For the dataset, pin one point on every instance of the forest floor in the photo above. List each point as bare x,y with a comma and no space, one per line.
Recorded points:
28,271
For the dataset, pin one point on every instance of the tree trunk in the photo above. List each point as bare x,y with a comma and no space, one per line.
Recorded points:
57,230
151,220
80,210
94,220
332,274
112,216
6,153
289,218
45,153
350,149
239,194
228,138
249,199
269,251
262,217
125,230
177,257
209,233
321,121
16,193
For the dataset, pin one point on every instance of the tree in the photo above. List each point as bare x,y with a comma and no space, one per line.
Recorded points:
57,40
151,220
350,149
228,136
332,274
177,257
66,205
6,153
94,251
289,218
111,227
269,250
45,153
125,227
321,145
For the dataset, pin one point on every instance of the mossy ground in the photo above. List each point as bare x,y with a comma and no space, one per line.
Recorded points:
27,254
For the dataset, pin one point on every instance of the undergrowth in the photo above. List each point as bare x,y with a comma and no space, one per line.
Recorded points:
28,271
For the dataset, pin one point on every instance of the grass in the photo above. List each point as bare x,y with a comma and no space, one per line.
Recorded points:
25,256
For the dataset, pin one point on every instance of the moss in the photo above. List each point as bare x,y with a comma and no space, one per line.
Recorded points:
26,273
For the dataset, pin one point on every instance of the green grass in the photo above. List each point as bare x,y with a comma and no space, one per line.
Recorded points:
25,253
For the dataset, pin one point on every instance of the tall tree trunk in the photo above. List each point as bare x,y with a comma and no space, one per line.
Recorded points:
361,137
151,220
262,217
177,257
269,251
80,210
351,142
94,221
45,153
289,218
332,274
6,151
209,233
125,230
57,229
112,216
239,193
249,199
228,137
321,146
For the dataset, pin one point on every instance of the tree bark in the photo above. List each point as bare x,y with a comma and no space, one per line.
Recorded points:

------

ACTIVITY :: Restate the full data above, keeping each word intact.

TASK ANSWER ::
For the dataset, pin one point on every instance of the forest floor in the photo above. List each point as bare x,y with a comma and no space, one per line.
Recorded points:
28,271
For the dataset, pin one point on every instance of the tree trunk in the photo above. List each point as bare x,y with a comma and no space, one per line.
Recorded points:
57,230
151,220
80,210
94,220
332,274
112,216
6,153
289,218
45,153
350,149
239,194
228,138
249,199
269,251
262,217
125,230
177,257
209,233
321,121
16,193
For the dataset, pin one point on every instance of the tree in the photo above. List each point as bare x,y with a comma and no space, one per line.
Recorded points:
57,40
151,220
350,149
228,136
332,274
177,257
66,205
6,153
94,251
289,218
111,227
269,250
45,153
125,227
321,145
For the dataset, pin one point on every instance of the mossy ground in the photo above. List each point as bare x,y with a comma and no space, one per line.
Recorded points:
27,254
For the dataset, pin one point on every instance of the undergrowth in the photo above. List each point as bare x,y with a comma and no space, one per line.
Recorded points:
28,271
For the dataset, pin one point on every instance of the grass in the photo above. List each point as bare x,y with a comma and no space, one per line.
Recorded points:
25,256
For the dataset, pin one point on every instance of the moss in the photo above. List each point as bare x,y with a comma and no space, one per line.
Recorded points:
26,273
For the dataset, pin one point on every instance of the green grass in the photo above. List each point as bare x,y with a comma and no space, one per line.
Recorded points:
25,253
For the dataset, pin one point on every instance of the tall tree trunk in the photo above. List each point as bare x,y with a comma and no space, one per line.
Recorded points:
361,137
151,220
262,217
177,257
269,251
80,210
351,142
94,221
45,153
289,218
332,274
6,151
209,233
125,230
57,229
112,216
239,193
249,199
228,137
321,146
For the dataset, pin one point on every instance of the tree bark in the photo above. List each point as bare x,y with a comma and no space, one per line.
Recorded points:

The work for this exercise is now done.